Omit every picture, then return the listing verbatim.

**Given entries**
=== Begin Enclosure ===

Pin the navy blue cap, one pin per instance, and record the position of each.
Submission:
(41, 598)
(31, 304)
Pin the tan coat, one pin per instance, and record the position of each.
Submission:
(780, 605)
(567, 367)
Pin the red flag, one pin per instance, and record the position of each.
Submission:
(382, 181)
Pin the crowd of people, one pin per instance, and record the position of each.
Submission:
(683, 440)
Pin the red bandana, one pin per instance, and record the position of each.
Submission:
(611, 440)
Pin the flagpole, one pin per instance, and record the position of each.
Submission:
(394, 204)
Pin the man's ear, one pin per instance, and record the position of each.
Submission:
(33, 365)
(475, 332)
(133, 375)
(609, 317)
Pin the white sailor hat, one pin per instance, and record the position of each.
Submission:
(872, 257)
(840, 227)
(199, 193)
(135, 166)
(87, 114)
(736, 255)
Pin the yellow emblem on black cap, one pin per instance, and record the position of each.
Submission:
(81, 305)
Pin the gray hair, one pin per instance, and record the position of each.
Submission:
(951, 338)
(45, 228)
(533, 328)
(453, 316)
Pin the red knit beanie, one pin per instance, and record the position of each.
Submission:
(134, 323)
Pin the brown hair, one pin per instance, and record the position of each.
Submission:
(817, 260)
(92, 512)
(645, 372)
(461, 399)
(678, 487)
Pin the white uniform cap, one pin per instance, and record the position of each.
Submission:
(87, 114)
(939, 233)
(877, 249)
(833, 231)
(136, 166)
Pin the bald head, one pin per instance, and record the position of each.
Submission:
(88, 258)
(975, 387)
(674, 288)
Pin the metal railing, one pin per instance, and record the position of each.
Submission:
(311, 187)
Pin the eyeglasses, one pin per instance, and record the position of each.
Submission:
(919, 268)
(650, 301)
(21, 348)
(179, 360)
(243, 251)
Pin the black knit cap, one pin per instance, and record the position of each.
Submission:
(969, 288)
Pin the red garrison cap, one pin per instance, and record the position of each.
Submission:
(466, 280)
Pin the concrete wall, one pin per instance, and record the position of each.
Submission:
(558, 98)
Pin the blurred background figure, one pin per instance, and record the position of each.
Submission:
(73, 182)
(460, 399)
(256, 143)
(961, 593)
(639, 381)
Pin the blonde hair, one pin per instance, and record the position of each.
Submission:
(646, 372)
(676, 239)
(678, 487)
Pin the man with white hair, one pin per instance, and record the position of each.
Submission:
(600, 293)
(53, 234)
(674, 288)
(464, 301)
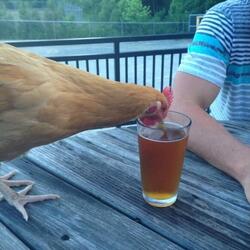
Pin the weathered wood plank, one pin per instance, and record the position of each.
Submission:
(76, 221)
(198, 171)
(8, 241)
(109, 169)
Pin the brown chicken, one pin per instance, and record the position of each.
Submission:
(42, 101)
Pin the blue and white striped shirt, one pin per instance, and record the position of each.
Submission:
(220, 53)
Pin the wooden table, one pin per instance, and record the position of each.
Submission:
(96, 173)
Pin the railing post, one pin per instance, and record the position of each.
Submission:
(117, 60)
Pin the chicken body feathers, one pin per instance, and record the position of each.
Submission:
(42, 101)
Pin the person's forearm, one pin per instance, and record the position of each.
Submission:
(212, 142)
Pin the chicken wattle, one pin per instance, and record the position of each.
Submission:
(42, 101)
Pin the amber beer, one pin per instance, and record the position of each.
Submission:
(162, 152)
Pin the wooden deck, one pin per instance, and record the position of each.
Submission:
(96, 173)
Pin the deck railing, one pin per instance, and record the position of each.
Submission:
(152, 67)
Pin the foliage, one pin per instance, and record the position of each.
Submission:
(180, 9)
(124, 12)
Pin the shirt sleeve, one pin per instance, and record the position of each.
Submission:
(209, 53)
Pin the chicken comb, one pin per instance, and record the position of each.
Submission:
(168, 93)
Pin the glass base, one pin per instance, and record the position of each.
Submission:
(160, 202)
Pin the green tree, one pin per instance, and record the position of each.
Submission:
(157, 5)
(180, 9)
(133, 10)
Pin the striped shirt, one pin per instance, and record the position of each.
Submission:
(220, 54)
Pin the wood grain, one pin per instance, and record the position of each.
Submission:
(209, 214)
(8, 240)
(76, 221)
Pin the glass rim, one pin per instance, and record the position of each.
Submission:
(173, 112)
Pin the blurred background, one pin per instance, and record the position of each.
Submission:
(61, 19)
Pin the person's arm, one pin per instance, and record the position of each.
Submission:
(208, 138)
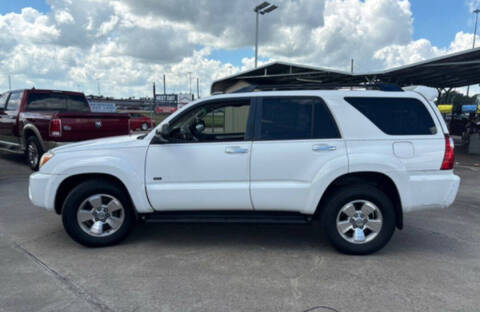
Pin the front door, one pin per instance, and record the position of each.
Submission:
(205, 163)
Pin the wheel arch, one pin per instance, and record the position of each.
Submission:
(379, 180)
(72, 181)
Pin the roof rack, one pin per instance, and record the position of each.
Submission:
(319, 86)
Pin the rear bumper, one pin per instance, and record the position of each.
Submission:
(429, 191)
(42, 189)
(48, 145)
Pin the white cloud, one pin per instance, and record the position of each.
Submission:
(127, 44)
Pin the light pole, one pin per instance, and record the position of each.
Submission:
(190, 82)
(474, 37)
(263, 9)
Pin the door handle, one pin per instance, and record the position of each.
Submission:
(323, 148)
(235, 150)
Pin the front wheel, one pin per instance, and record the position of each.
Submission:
(97, 213)
(33, 152)
(358, 219)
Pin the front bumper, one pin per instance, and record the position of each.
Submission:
(42, 189)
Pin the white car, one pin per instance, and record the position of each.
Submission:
(356, 160)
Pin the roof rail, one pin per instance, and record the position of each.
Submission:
(319, 86)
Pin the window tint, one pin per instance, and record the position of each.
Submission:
(396, 116)
(3, 100)
(14, 101)
(295, 118)
(46, 102)
(219, 121)
(77, 103)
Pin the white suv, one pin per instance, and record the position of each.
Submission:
(356, 160)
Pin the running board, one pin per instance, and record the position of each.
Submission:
(264, 217)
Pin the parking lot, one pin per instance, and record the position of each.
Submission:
(431, 265)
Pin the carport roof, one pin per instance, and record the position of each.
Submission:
(450, 71)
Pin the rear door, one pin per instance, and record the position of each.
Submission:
(8, 120)
(295, 139)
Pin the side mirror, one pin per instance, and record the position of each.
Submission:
(164, 132)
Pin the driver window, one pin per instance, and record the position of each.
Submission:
(214, 122)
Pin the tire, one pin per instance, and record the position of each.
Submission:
(373, 215)
(33, 152)
(104, 229)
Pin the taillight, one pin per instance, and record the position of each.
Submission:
(449, 156)
(55, 129)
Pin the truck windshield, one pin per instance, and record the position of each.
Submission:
(56, 102)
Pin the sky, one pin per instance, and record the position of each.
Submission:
(122, 46)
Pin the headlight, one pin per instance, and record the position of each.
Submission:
(45, 157)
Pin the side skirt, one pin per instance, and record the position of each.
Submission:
(265, 217)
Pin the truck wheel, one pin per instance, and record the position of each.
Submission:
(97, 213)
(33, 152)
(358, 219)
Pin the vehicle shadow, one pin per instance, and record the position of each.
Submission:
(13, 165)
(259, 235)
(405, 243)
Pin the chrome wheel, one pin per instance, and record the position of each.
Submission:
(33, 155)
(359, 221)
(100, 215)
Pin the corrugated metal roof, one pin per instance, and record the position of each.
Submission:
(450, 71)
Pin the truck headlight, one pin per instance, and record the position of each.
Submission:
(45, 157)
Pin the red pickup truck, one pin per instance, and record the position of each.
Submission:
(32, 121)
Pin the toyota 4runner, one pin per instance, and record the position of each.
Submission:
(354, 160)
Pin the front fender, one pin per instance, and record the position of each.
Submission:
(127, 165)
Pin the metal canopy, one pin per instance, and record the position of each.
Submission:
(450, 71)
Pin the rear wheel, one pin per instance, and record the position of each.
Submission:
(33, 152)
(358, 219)
(97, 213)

=== End Enclosure ===

**Solved exercise**
Pin the navy blue cap, one pin per instance, and record the position of each.
Submission:
(41, 598)
(31, 304)
Pin the tan coat, one pin per instance, and record the position of each.
Submission:
(780, 605)
(567, 367)
Pin the red flag, one pin per instance, and record the position of each.
Submission:
(382, 181)
Pin the crowd of people, one pin per instance, and record the position of each.
Submission:
(683, 440)
Pin the red bandana, one pin per instance, and record the position of each.
Submission:
(611, 440)
Pin the flagpole, one pin per instance, and record the position of each.
Submission:
(394, 204)
Pin the man's ear, one pin per instance, and record the position of each.
Submission:
(33, 365)
(475, 332)
(133, 375)
(609, 317)
Pin the white sailor hat, one pin per instance, and record the position of each.
Submission:
(872, 257)
(840, 227)
(199, 193)
(135, 166)
(87, 114)
(736, 255)
Pin the yellow emblem on black cap, one pin per instance, and record the position of each.
Submission:
(81, 305)
Pin the gray hair, one pin per instance, and record the position of each.
Submission:
(951, 338)
(45, 228)
(533, 328)
(453, 316)
Pin the red knit beanie, one pin per instance, and record the position of each.
Submission:
(134, 323)
Pin the brown hair, one pin per instance, and record the position of each.
Submission:
(817, 260)
(92, 512)
(645, 372)
(461, 399)
(678, 487)
Pin the white uniform cap, one pin per instance, and record the position of each.
Submission:
(87, 114)
(939, 233)
(877, 249)
(833, 231)
(136, 166)
Pin the bald head, one pin per instance, and record the position of each.
Submission:
(88, 258)
(975, 387)
(674, 288)
Pin the metal railing, one pin per instance, and record the position of each.
Submission:
(311, 187)
Pin the eyeglasses, one pin per instance, and record the position of each.
Submission:
(919, 268)
(650, 301)
(21, 348)
(179, 360)
(243, 251)
Pin the black knit cap, one pin per instance, and record the position of each.
Submission:
(969, 288)
Pin the red garrison cap, one pin per instance, and record the position of each.
Submission:
(466, 280)
Pin the concrete wall, one pin per instance, and record the position of each.
Submission:
(558, 98)
Pin the blurred background figure, one pin per instance, and record the position of each.
Submission:
(73, 182)
(460, 399)
(256, 143)
(961, 593)
(639, 381)
Pin the blonde hair, one pin per instance, and record the position of each.
Submission:
(646, 372)
(676, 239)
(678, 487)
Pin the man with white hair, one pin per instance, and record the position of each.
Submission:
(600, 293)
(53, 234)
(674, 288)
(464, 301)
Pin the weathered wood plank, one pin per instance, and record the position of each.
Submission:
(76, 221)
(198, 171)
(8, 241)
(109, 169)
Pin the brown chicken, one pin per instance, and record the position of each.
Submission:
(42, 101)
Pin the blue and white striped shirt, one pin per instance, and record the position of each.
Submission:
(220, 53)
Pin the wooden table, one pin per instance, and record the position of each.
Submission:
(96, 173)
Pin the railing post, one pin per instance, and record the position of each.
Submission:
(117, 60)
Pin the chicken body feathers, one pin per instance, and record the position of each.
Submission:
(42, 101)
Pin the person's forearm, one pin per instance, and record the position of each.
Submission:
(212, 142)
Pin the chicken wattle, one pin per instance, and record the position of each.
Submission:
(42, 101)
Pin the amber beer, one pin per instance, and record the position of each.
Submission:
(162, 152)
Pin the wooden deck, one pin per instance, and record the position of each.
Submission:
(96, 173)
Pin the deck railing, one pin per instance, and record the position of each.
Submission:
(152, 67)
Pin the foliage, one pin per instance, and record the position of each.
Submission:
(180, 9)
(124, 12)
Pin the shirt sleeve, one pin per instance, and record the position of each.
Submission:
(209, 53)
Pin the chicken comb, one pin per instance, and record the position of each.
Submission:
(168, 93)
Pin the glass base, one pin per instance, and record the position of each.
Submission:
(160, 202)
Pin the green tree, one pin per instance, and record the position of each.
Submission:
(157, 5)
(180, 9)
(133, 10)
Pin the striped shirt, one pin per instance, and record the position of each.
Submission:
(220, 54)
Pin the wood grain, one pin per instance, and record the position of each.
Submission:
(209, 214)
(8, 240)
(76, 221)
Pin the glass rim, one pin per instance, and record the position of each.
Submission:
(173, 112)
Pin the blurred background, one pin per instance, and record the position of each.
Submission:
(61, 19)
Pin the person's arm, one pin per instance, and record the position of each.
Submission:
(208, 138)
Pin the front door, one pin per instance, and record the position of each.
Submission:
(205, 163)
Pin the wheel arch, one pin per instance, and record the position of each.
Submission:
(379, 180)
(72, 181)
Pin the roof rack, one pin per instance, and record the position of each.
Submission:
(319, 86)
Pin the rear bumper, one pin per instance, and record the position of each.
Submission:
(429, 191)
(42, 189)
(48, 145)
Pin the white cloud, one pin per instance, and record the position of each.
Submission:
(127, 44)
Pin the light pole, one pin per instance, and record the position of each.
Submission:
(190, 82)
(474, 37)
(263, 9)
Pin the door handle, one pin per instance, and record the position of each.
Submission:
(323, 148)
(235, 150)
Pin the front wheel, one pin per instance, and record the position of each.
Submission:
(97, 213)
(33, 152)
(358, 219)
Pin the front bumper, one pin per instance, and record the position of each.
Submission:
(42, 189)
Pin the white car, one pin per instance, and record the position of each.
Submission:
(356, 160)
Pin the roof rail, one pin per instance, and record the position of each.
Submission:
(319, 86)
Pin the window tint, one pin per instance, and record the position of each.
Submission:
(396, 116)
(3, 100)
(14, 101)
(295, 118)
(46, 102)
(219, 121)
(77, 103)
Pin the white suv, one pin per instance, and record the position of each.
Submission:
(356, 160)
Pin the running board, one pin per instance, and record the position of each.
Submission:
(264, 217)
Pin the parking lot, one pin per instance, and record the position of each.
Submission:
(431, 265)
Pin the carport roof, one pin per instance, and record the position of each.
Submission:
(450, 71)
Pin the rear door, one pin per instance, and record the position of each.
Submission:
(8, 120)
(295, 139)
Pin the side mirror, one pin per instance, and record the position of each.
Submission:
(164, 132)
Pin the driver window, one pin per instance, and record the position of each.
Submission:
(214, 122)
Pin the tire, one pin per instance, and record the position of each.
Submission:
(373, 215)
(33, 152)
(104, 229)
Pin the taillight, one pin per instance, and record the position of each.
Submission:
(449, 156)
(55, 129)
Pin the truck windshield, one pin per instance, and record the position of each.
Submission:
(56, 102)
Pin the sky, one pin per instance, and record the position of each.
Submission:
(122, 46)
Pin the headlight, one pin per instance, and record the position of each.
Submission:
(45, 157)
Pin the side skirt, one pin per instance, and record the position of each.
Submission:
(265, 217)
Pin the truck wheel, one pin per instance, and record the position of each.
Submission:
(97, 213)
(33, 152)
(358, 219)
Pin the vehicle shadow, one pin per instance, and record the position of each.
Submission:
(13, 165)
(259, 235)
(405, 243)
Pin the chrome wheel, one pin per instance, and record the position of each.
Submission:
(33, 155)
(359, 221)
(100, 215)
Pin the corrugated metal roof, one pin per instance, and record the position of each.
Submission:
(450, 71)
Pin the truck headlight, one pin per instance, and record the position of each.
Submission:
(45, 157)
Pin the red pickup truck, one pin per instance, and record the position of each.
Submission:
(32, 121)
Pin the toyota 4runner, one pin per instance, and record the position of each.
Submission:
(354, 160)
Pin the front fender, one pin per instance, and record the position of each.
Submission:
(127, 165)
Pin the metal canopy, one pin per instance, and record the position of each.
Submission:
(450, 71)
Pin the rear wheel, one pin per instance, and record the position of each.
Submission:
(33, 152)
(358, 219)
(97, 213)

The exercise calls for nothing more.